Text provided:
================

Cassie looks great, but few would mistake her for anything but a super-advanced avatar. So why would anyone ask such an odd question? Investigation reveals that people are not asking about authenticity of Cassie but about the sign language. They have been bitten by fake-it-till-you-make-its claiming to have cracked the problem of translating between spoken languages and sign languages. But in reality they are no more high-tech than recording human-beings and then either mapping their performances directly onto the computer, or applying filters to make the video appear to be a sequence of computer-generated images.
So what?
This Monkey-See, Monkey-Do approach can deliver beautiful, convincing results. Of course it can, it’s exactly reproducing translators’ or interpreters’ performances. But translators and interpreters are in critically short supply, so employing them in this way carries an opportunity cost for those who prefer British Sign Language: when they are making these Max Headroom translations, what critical work are they not doing?
The translators may need to dedicate more time and energy to support this type of work than they would to simply be in front of a video camera. And that makes it less productive and more expensive. How can these companies compete? Maybe they are living off grants, or convincing less-canny investors that they are this close to being able to pull it off for real. Neither of those is a long-term strategy that your organisation should depend upon. Delivering translations at scale requires real artificial intelligence, not artificial artificial intelligence.

================

Problem set:
1: In the passage on sign language translation, who is described as being in critically short supply?
2: Resume the passage on sign language translation after its final sentence.
The listing has no connection to the passage on sign language translation.

Given data:
================

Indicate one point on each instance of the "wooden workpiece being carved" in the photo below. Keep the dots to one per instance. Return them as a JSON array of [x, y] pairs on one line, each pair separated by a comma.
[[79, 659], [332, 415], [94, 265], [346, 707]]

================

Answer section:
1: Translators and interpreters.

2:
Deep Fakes and generative AI can be harnessed to produce incredible results. However, they are at their best when they aren’t constrained by specific needs, like exact facial expressions, hand gestures, or even an accurate numbers of fingers!
An alternative to captions
At the heart of everything we do at Robotica is the unshakeable belief that humans are best: no matter how incredible AI may be, it isn’t a substitute for a person. The warmth, empathy and trust of interacting with a human being is irreplaceable. With that in mind, we always encourage use of Deaf translators or RSLI interpreters as the default choice: Nobody wants a computer explaining a court ruling or giving them a medical diagnosis. When a human translation is a realistic possibility, hire a person for the job. And for everything else, there’s Robotica.
We fill in the gaps, where translators are not available, or when interpreters may not be the best fit. We make sign language translations that would not otherwise get made.
There simply are too few translators and interpreters, nowhere near the numbers needed to keep up with the accelerating rate of content creation. Every single minute of every day, 8 new books are published. In that time, 500 hours of videos are uploaded to YouTube, and 175 new websites are made - an average of 2,000 pages per minute. With 1,000 times as many translators, people who use sign languages would still be denied almost all of the information and entertainment that most of us take for granted.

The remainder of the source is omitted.